Input data:
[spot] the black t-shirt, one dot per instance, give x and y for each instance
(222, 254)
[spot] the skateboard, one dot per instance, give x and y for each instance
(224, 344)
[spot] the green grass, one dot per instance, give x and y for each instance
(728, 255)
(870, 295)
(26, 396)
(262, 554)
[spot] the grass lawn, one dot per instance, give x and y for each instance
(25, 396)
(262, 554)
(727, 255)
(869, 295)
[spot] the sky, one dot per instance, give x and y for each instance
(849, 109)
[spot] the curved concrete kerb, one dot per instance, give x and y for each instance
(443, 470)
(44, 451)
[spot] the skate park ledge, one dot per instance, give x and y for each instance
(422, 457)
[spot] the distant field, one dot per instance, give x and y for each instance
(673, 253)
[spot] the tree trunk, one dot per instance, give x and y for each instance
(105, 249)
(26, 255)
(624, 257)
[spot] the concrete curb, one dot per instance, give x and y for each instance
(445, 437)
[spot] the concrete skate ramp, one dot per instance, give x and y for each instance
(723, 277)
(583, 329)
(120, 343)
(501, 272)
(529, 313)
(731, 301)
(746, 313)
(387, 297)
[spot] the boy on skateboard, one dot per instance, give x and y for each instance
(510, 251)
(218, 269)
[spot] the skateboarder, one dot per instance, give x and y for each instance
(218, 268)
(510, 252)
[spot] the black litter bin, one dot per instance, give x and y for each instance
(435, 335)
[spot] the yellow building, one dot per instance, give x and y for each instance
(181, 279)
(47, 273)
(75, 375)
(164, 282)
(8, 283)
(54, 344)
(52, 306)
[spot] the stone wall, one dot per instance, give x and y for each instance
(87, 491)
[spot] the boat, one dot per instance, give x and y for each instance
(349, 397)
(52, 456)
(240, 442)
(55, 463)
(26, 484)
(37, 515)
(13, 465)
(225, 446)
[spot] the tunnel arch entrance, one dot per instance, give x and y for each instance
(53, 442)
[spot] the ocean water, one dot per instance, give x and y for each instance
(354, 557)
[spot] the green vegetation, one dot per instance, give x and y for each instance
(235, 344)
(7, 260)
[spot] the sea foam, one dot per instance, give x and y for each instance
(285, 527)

What you will do:
Reproduce all of the records above word for word, keeping every line in its original order.

Solution to this task:
[spot] the black t-shirt, one dot per instance, give x and y for each instance
(222, 254)
[spot] the skateboard, one dot per instance, give x and y for each instance
(224, 344)
[spot] the green grass, one dot per instance, give x and y for each instance
(728, 255)
(870, 295)
(26, 396)
(262, 554)
[spot] the grass lawn, one dot per instance, give x and y for each instance
(25, 396)
(262, 554)
(727, 255)
(869, 295)
[spot] the sky, one dot per instance, give x and y for each instance
(849, 109)
[spot] the curved concrete kerb, one dot per instance, give x and y for each instance
(443, 470)
(44, 451)
[spot] the skate park ledge, one dot per instance, give x and y for each instance
(422, 457)
[spot] the distant field, one dot per instance, give x and y for each instance
(673, 253)
[spot] the tree trunk, one dot per instance, give x and y for each instance
(105, 249)
(26, 255)
(624, 257)
[spot] the concrete curb, one dot per instance, give x and y for each instance
(445, 437)
[spot] the concrete skate ramp, one dot per instance, give x and y for each instance
(723, 277)
(583, 329)
(120, 343)
(501, 272)
(529, 313)
(731, 301)
(746, 313)
(387, 297)
[spot] the boy on skateboard, one dot per instance, give x and y for each instance
(510, 251)
(218, 269)
[spot] the skateboarder, one dot per instance, give x and y for each instance
(218, 268)
(510, 252)
[spot] the black litter bin, one dot per instance, give x and y for each instance
(435, 335)
[spot] the yellow building, one dot per instance, give x and y for each instance
(181, 279)
(47, 273)
(75, 375)
(164, 282)
(8, 283)
(54, 344)
(52, 306)
[spot] the stone wall, one dot per instance, give x and y for each instance
(87, 491)
[spot] the boat, one dot per instance, give x and y for each instance
(349, 397)
(52, 456)
(240, 442)
(55, 463)
(26, 484)
(37, 515)
(13, 465)
(225, 446)
[spot] the tunnel arch entrance, one dot per instance, give x and y for each instance
(53, 442)
[spot] the ocean water, one dot per instance, give x and y for each instance
(354, 557)
[spot] the green vegetation, one dot per instance, give x and y for each instance
(235, 344)
(7, 260)
[spot] the sea foam, one dot per instance, give x and y for each instance
(285, 527)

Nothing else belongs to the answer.